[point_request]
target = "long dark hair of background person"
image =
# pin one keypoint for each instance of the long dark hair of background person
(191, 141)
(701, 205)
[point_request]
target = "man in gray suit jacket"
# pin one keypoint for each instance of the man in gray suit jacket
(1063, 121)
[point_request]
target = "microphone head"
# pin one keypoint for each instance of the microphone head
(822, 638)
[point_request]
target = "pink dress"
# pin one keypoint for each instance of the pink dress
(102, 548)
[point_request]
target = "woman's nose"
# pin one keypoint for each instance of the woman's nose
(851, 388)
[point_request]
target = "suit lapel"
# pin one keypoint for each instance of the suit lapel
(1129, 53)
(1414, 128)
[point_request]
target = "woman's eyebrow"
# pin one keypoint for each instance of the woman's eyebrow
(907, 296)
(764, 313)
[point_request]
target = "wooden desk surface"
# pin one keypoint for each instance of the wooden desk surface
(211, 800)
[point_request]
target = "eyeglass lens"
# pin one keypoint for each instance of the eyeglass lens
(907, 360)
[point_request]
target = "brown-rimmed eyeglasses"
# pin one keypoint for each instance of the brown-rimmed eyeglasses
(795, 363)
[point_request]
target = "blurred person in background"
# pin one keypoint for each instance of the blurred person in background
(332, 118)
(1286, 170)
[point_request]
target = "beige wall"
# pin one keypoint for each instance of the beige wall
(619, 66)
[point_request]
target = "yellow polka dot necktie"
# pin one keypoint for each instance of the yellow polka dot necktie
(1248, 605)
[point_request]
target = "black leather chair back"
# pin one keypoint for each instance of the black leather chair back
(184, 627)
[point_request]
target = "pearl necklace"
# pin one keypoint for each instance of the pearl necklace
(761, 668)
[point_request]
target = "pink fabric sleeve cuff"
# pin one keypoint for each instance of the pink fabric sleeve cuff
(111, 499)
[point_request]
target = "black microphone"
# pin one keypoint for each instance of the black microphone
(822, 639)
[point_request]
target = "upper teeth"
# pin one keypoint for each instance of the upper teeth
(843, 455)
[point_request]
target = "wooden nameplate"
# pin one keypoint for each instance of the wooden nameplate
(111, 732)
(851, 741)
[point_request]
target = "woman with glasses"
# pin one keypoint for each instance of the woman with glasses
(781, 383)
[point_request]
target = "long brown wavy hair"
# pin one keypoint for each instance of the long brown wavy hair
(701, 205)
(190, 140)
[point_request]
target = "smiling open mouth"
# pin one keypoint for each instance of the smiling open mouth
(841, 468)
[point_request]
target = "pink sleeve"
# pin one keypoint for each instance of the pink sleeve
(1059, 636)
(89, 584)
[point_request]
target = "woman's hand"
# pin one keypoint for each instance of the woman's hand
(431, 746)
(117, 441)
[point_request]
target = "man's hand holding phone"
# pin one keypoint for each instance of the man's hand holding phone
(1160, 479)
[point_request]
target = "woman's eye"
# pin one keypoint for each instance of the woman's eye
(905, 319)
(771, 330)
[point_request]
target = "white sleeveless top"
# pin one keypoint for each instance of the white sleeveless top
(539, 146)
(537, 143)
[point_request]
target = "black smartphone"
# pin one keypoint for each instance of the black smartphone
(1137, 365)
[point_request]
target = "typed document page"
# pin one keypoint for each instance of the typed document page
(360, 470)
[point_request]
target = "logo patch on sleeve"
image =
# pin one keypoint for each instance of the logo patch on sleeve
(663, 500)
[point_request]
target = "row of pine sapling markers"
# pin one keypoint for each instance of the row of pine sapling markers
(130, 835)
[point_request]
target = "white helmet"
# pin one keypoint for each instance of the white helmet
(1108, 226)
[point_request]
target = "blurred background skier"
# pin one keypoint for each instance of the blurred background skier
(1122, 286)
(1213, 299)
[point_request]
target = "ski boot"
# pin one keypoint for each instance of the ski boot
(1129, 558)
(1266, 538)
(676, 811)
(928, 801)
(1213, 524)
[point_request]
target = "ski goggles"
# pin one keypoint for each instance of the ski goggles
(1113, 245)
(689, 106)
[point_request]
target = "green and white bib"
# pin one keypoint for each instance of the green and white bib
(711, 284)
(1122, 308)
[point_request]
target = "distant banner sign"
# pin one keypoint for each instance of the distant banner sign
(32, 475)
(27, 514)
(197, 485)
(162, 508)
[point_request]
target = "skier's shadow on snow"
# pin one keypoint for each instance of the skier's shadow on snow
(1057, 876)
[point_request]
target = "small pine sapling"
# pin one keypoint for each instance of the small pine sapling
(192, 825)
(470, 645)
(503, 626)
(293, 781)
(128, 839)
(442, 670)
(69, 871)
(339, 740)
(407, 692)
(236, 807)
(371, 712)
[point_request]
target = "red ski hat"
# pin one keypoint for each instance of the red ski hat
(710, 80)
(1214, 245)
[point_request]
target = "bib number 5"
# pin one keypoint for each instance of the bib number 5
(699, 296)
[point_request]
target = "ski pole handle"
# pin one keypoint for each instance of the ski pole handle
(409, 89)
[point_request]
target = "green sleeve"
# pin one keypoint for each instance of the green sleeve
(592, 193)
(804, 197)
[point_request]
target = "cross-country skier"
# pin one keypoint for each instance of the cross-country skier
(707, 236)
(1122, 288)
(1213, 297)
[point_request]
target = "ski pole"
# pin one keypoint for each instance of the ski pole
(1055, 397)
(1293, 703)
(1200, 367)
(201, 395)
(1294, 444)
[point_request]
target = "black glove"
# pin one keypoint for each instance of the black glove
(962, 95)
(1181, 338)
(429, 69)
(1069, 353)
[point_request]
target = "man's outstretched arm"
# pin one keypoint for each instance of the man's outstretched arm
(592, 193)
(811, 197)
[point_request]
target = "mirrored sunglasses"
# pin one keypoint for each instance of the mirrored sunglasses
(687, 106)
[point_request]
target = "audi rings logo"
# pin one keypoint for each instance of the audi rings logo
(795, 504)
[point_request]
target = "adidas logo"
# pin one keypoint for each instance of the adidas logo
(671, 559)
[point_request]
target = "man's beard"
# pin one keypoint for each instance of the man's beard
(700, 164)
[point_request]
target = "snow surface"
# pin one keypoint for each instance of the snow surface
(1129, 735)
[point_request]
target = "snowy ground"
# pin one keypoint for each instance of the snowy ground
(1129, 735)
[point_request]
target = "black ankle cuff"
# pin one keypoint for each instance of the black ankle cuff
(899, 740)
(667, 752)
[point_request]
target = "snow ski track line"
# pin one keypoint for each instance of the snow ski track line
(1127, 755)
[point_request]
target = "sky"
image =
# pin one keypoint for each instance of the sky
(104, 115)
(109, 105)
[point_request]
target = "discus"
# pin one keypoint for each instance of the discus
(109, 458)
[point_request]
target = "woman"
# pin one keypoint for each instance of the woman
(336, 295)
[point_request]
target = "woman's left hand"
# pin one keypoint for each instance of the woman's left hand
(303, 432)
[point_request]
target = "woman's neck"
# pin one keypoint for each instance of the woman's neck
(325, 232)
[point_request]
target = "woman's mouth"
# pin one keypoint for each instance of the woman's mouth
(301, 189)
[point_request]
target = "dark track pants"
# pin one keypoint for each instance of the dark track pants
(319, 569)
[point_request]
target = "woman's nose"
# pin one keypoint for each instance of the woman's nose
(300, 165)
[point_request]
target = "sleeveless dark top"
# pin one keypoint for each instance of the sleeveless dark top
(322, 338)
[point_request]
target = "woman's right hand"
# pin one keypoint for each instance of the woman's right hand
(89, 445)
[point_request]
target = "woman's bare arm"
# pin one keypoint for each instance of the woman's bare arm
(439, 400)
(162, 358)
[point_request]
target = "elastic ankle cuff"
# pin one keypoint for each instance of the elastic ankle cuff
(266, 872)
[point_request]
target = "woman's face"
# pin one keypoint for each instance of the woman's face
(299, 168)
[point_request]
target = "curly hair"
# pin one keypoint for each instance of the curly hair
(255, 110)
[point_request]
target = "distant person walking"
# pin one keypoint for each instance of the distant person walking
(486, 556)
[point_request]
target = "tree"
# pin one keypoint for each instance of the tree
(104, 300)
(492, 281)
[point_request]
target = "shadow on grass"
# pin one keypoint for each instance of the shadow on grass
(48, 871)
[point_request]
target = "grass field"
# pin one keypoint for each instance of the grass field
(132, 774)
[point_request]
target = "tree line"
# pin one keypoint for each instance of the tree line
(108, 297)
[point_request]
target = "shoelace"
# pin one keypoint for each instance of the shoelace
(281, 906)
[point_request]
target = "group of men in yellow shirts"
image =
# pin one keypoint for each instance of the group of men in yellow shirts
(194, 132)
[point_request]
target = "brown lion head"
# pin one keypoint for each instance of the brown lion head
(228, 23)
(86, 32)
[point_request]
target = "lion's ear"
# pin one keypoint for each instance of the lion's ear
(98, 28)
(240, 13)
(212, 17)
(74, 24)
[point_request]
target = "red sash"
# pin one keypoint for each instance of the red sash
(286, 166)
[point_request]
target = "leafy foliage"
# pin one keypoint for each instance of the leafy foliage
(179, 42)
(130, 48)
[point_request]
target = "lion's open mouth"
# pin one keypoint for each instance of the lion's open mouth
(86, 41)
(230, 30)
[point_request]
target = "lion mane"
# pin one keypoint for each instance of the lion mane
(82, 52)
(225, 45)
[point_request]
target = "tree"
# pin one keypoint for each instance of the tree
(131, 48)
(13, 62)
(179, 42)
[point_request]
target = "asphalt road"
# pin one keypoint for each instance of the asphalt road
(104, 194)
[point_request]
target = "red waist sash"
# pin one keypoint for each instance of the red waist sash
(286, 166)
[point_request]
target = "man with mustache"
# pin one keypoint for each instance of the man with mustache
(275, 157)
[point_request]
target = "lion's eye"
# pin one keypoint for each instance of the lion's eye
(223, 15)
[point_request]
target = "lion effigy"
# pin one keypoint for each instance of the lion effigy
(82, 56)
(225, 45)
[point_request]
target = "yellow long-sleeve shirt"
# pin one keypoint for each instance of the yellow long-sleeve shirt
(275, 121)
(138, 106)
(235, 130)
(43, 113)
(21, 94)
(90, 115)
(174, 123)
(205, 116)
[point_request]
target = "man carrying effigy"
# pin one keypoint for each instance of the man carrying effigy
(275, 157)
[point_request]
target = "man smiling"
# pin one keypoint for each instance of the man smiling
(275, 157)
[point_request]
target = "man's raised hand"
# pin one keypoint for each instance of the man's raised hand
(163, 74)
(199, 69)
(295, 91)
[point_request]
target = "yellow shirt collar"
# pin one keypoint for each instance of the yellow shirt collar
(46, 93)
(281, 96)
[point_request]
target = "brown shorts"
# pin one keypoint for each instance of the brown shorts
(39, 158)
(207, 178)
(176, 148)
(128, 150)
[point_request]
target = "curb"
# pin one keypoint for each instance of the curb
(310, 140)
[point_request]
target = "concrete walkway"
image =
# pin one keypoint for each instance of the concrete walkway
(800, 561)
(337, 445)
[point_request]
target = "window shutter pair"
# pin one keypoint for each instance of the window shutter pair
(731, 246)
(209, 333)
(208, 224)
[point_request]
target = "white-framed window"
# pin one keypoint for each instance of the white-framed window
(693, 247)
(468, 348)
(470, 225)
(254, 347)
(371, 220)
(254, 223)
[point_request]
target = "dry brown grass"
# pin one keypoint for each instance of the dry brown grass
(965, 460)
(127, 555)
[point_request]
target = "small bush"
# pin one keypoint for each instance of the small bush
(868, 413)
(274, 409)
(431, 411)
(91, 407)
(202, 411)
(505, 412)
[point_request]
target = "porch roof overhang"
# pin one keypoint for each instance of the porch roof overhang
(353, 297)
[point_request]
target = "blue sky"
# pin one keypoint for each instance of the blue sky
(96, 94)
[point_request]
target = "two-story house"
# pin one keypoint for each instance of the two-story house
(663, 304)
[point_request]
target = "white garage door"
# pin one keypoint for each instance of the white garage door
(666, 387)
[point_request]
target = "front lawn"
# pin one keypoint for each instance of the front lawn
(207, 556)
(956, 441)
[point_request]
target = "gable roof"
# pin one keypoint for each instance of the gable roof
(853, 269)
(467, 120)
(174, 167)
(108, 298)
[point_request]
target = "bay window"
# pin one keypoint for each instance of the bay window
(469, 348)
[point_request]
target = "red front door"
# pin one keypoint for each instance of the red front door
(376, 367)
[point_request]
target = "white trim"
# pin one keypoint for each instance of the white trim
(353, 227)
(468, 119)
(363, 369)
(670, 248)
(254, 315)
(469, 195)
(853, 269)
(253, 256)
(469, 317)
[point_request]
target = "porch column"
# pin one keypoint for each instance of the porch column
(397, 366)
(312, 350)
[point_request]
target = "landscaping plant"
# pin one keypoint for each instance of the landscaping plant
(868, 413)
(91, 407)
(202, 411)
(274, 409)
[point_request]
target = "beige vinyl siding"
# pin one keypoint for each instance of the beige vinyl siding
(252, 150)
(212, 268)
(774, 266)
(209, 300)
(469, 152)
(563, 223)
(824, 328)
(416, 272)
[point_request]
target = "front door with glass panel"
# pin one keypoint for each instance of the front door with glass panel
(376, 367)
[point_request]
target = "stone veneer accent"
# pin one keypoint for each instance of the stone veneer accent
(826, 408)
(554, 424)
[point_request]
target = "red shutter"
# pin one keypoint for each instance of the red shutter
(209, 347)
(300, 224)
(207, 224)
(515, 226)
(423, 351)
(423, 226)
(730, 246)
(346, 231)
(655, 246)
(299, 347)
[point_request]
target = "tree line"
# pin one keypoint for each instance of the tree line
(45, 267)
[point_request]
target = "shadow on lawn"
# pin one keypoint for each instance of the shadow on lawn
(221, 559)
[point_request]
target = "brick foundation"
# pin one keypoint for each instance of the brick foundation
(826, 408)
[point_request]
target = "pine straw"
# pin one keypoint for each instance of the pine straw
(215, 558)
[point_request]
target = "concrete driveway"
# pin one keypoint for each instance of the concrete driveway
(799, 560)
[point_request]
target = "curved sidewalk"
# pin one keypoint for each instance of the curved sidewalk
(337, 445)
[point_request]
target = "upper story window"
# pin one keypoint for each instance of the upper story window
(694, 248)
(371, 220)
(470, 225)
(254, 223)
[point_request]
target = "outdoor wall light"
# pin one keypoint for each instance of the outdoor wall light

-*-*-

#### Compito assegnato
Raccogli dal listato tutte le righe che contengono la parola "dark" e riportale una per riga.

#### Risultato dell'esercizio
target = "long dark hair of background person"
# pin one keypoint for each instance of the long dark hair of background person
target = "dark track pants"
# pin one keypoint for each instance of the dark track pants
target = "sleeveless dark top"
# pin one keypoint for each instance of the sleeveless dark top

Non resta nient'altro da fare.